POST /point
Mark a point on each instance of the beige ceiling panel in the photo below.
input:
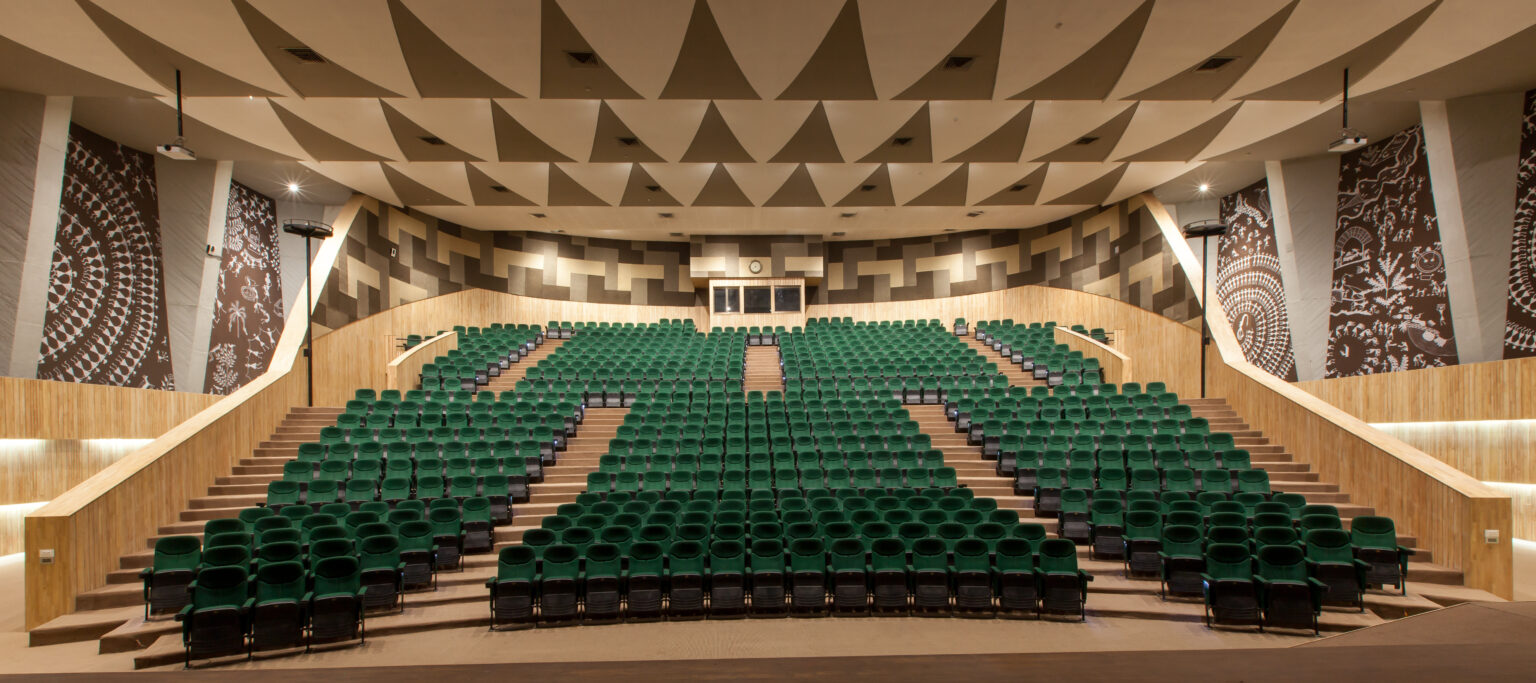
(667, 126)
(773, 40)
(355, 34)
(764, 128)
(907, 37)
(860, 126)
(1317, 32)
(564, 125)
(529, 180)
(759, 181)
(957, 125)
(209, 32)
(639, 40)
(63, 31)
(499, 37)
(604, 180)
(911, 180)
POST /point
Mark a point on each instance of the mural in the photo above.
(1389, 309)
(248, 315)
(106, 303)
(1249, 284)
(1519, 321)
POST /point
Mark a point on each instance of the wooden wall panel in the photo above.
(1114, 366)
(1481, 390)
(404, 372)
(43, 409)
(91, 525)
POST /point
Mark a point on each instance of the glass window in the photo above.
(787, 300)
(756, 300)
(727, 300)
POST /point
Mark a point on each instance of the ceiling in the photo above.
(860, 117)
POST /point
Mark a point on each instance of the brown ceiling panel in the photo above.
(910, 143)
(320, 143)
(705, 68)
(516, 143)
(490, 192)
(969, 69)
(813, 143)
(162, 62)
(946, 192)
(839, 69)
(715, 141)
(799, 189)
(721, 189)
(615, 141)
(309, 79)
(418, 143)
(569, 68)
(1003, 145)
(1022, 192)
(436, 69)
(1327, 80)
(1094, 74)
(1197, 83)
(412, 192)
(1189, 143)
(564, 191)
(1097, 143)
(644, 191)
(1095, 191)
(874, 191)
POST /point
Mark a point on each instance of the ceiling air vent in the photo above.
(1215, 63)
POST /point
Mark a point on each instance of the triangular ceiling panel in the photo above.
(1097, 143)
(715, 141)
(436, 68)
(569, 66)
(615, 141)
(321, 145)
(721, 189)
(309, 79)
(1326, 80)
(705, 68)
(644, 191)
(969, 69)
(1022, 192)
(813, 143)
(418, 143)
(1188, 145)
(839, 69)
(490, 192)
(946, 192)
(797, 189)
(1005, 145)
(1094, 74)
(1094, 192)
(910, 143)
(564, 191)
(412, 192)
(874, 191)
(1203, 83)
(162, 62)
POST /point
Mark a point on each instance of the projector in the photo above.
(177, 151)
(1347, 143)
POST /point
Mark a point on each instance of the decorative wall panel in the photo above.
(248, 315)
(1389, 309)
(1519, 320)
(1249, 283)
(106, 306)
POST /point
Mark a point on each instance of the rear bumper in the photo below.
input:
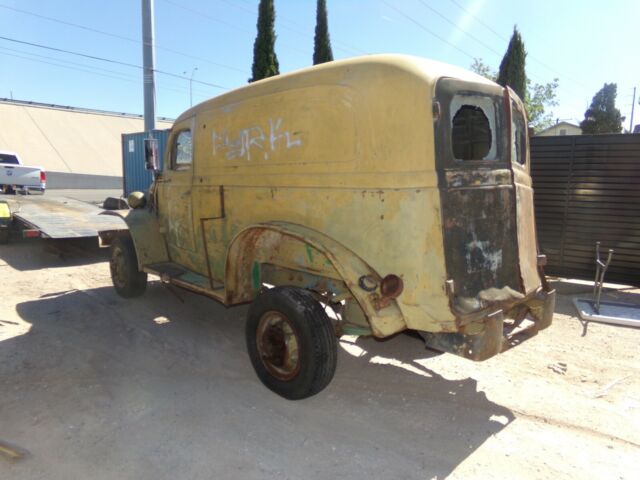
(498, 333)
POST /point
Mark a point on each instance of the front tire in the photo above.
(291, 342)
(128, 281)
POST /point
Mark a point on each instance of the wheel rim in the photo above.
(278, 345)
(118, 267)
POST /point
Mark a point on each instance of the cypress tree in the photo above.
(265, 61)
(603, 116)
(511, 71)
(322, 44)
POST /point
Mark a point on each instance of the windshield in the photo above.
(8, 158)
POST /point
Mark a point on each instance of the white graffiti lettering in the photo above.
(240, 146)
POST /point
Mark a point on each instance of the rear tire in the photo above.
(128, 281)
(291, 342)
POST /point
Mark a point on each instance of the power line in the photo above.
(413, 20)
(120, 37)
(88, 68)
(501, 37)
(199, 13)
(444, 17)
(102, 59)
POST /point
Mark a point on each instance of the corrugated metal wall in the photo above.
(587, 189)
(135, 176)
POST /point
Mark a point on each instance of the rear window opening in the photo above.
(518, 135)
(470, 133)
(473, 120)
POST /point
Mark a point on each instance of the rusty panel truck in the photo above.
(391, 190)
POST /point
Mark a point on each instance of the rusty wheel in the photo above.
(291, 342)
(127, 279)
(278, 345)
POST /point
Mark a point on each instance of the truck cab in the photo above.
(391, 191)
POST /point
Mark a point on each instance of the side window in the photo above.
(473, 127)
(518, 135)
(182, 154)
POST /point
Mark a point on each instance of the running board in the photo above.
(176, 275)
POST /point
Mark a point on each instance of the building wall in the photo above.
(77, 148)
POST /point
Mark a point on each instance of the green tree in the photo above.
(322, 43)
(603, 116)
(265, 61)
(538, 99)
(511, 71)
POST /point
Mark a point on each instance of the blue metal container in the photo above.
(135, 177)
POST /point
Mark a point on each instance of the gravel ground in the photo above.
(160, 387)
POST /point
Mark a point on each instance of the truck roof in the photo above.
(429, 70)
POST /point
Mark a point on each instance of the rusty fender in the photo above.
(485, 332)
(144, 228)
(301, 248)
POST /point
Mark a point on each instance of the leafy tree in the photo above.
(265, 61)
(511, 70)
(322, 44)
(603, 116)
(537, 100)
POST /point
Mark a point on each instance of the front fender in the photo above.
(302, 248)
(144, 228)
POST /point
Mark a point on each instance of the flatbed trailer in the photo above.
(58, 217)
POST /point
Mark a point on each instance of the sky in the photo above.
(582, 43)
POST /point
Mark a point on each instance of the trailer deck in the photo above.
(60, 217)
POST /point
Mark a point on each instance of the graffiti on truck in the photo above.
(255, 141)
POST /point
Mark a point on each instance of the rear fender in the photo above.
(144, 229)
(297, 248)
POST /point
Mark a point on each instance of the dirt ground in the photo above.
(160, 387)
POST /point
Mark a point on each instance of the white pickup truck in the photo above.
(14, 176)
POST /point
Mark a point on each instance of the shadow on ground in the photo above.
(157, 388)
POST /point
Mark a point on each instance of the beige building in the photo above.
(560, 129)
(76, 147)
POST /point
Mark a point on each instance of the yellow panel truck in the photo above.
(366, 196)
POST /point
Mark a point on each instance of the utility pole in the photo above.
(193, 72)
(633, 106)
(148, 60)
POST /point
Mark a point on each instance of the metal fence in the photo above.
(135, 177)
(587, 189)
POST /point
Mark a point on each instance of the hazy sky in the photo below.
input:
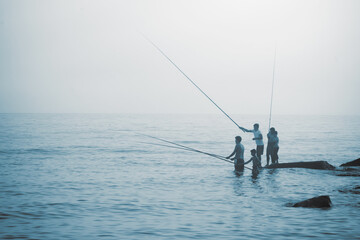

################

Above are the records; return them exactly, minus the pictures.

POST /point
Mark a point on each instance of the beige ceiling panel in the photo below.
input:
(667, 126)
(773, 40)
(355, 34)
(764, 128)
(907, 37)
(860, 126)
(1317, 32)
(564, 125)
(529, 180)
(759, 181)
(957, 125)
(209, 32)
(639, 40)
(63, 31)
(499, 37)
(604, 180)
(911, 180)
POST /point
Mark a point on each instance of the mural in the photo above.
(1389, 309)
(248, 315)
(106, 303)
(1249, 284)
(1519, 321)
POST /point
Mark a point on each instance of the wooden wall panel in the photo above.
(1114, 366)
(1481, 390)
(404, 372)
(43, 409)
(91, 525)
POST /point
Mark a point on each instance of the glass window in the photo above.
(787, 300)
(756, 300)
(727, 300)
POST /point
Mark a point on each instance of the ceiling in the photo above.
(860, 117)
POST /point
Mark a point on each instance of the brown ceiling panel in the photo above.
(910, 143)
(320, 143)
(705, 68)
(516, 143)
(490, 192)
(969, 69)
(813, 143)
(162, 62)
(946, 192)
(839, 69)
(715, 141)
(799, 189)
(721, 189)
(615, 141)
(309, 79)
(418, 143)
(569, 68)
(1003, 145)
(1022, 192)
(436, 69)
(1327, 80)
(1094, 74)
(1197, 83)
(412, 192)
(1189, 143)
(564, 191)
(1097, 143)
(644, 191)
(1095, 191)
(874, 191)
POST /point
Mark a point on each instance of the ceiling air vent in the photo above.
(1215, 63)
POST /point
Mark a point on each instance of the triangular ceiling panel in the photo above.
(1097, 143)
(715, 141)
(436, 68)
(569, 66)
(615, 141)
(321, 145)
(721, 189)
(309, 79)
(1326, 80)
(705, 68)
(644, 191)
(969, 69)
(1022, 192)
(813, 143)
(418, 143)
(1188, 145)
(839, 69)
(490, 192)
(946, 192)
(797, 189)
(1005, 145)
(1094, 74)
(1094, 192)
(910, 143)
(564, 191)
(412, 192)
(874, 191)
(1203, 83)
(162, 62)
POST /point
Mark a point on each instance of the projector in the photo above.
(177, 151)
(1347, 143)
POST /point
Mark a point on each instance of the decorative wall panel in the photo above.
(248, 315)
(1389, 309)
(1519, 320)
(1249, 283)
(106, 306)
POST /point
Mark a point on each instance of the rear bumper in the photo below.
input:
(498, 333)
POST /point
Mark a point on each instance of the front tire in the photo above.
(291, 342)
(128, 281)
POST /point
Mark a point on each instance of the wheel rim in the photo above.
(278, 345)
(118, 267)
POST /point
Mark a point on each instance of the cypress tree in the photo above.
(265, 61)
(603, 116)
(511, 71)
(322, 44)
POST /point
Mark a point on each instance of the windshield in the photo above.
(8, 158)
POST /point
Mark a point on each instance of the white graffiti lettering in the photo above.
(240, 146)
POST /point
Mark a point on each instance of the rear tire in the photo above.
(128, 281)
(291, 342)
POST /point
Mark a point on each instance of the power line in the photo above.
(413, 20)
(120, 37)
(88, 68)
(501, 37)
(199, 13)
(444, 17)
(102, 59)
POST /point
Mark a point on each instance of the corrugated metal wall in the photo above.
(587, 189)
(135, 176)
POST /point
Mark a point on each instance of the rear window opening in the photo above.
(518, 135)
(470, 133)
(473, 120)
POST /point
Mark a point on each instance of the rusty panel truck in the photo above.
(391, 190)
POST /point
Mark a point on each instance of the rusty wheel in the photo above.
(291, 342)
(127, 279)
(278, 345)
POST /point
Mark a point on each instance of the truck cab in the photo above.
(391, 191)
POST /point
Mark a point on each instance of the side window in the photo above.
(473, 127)
(518, 135)
(182, 154)
POST /point
Mark a point on each instance of the running board in the photo above.
(176, 275)
POST /point
Mark a point on each instance of the building wall in the photo above.
(77, 148)
POST /point
Mark a point on each instance of the green tree in the photo above.
(322, 43)
(603, 116)
(265, 61)
(538, 99)
(511, 71)
POST /point
Mark a point on each instance of the blue metal container in the photo above.
(135, 177)
POST /point
Mark a point on each instance of the gravel ground in the photo above.
(160, 387)
POST /point
Mark a point on each instance of the truck roof in the photo above.
(429, 70)
POST /point
Mark a point on each instance of the rusty fender in the photo above.
(485, 332)
(144, 228)
(301, 248)
POST /point
Mark a point on each instance of the leafy tree in the photo above.
(265, 61)
(511, 70)
(322, 44)
(603, 116)
(537, 100)
POST /point
Mark a point on each instance of the front fender in the photo above.
(302, 248)
(144, 228)
POST /point
Mark a point on each instance of the flatbed trailer in the photo above.
(58, 217)
POST /point
Mark a point on each instance of the sky in the photo above.
(582, 43)
POST /point
Mark a point on each instance of the trailer deck in the photo above.
(60, 217)
POST /point
Mark a point on each instance of the graffiti on truck in the photo above.
(255, 141)
POST /point
Mark a point on each instance of the rear fender in the photo above.
(144, 229)
(297, 248)
POST /point
Mark a point on each instance of the dirt ground in the photo above.
(160, 387)
POST /point
Mark a point on each instance of the white pickup truck in the photo above.
(14, 176)
POST /point
Mark a point on each instance of the shadow on ground in the photo above.
(157, 388)
POST /point
Mark a point on each instance of the beige building in the photo above.
(560, 129)
(76, 147)
POST /point
Mark a point on each instance of the yellow panel truck in the photo above.
(366, 196)
POST /point
Mark a point on each instance of the utility pole in the photo above.
(193, 72)
(633, 106)
(148, 60)
POST /point
Mark a point on each instance of the metal fence in the photo above.
(135, 177)
(587, 189)
POST /point
Mark a point on each instance of the hazy sky in the photo below.
input:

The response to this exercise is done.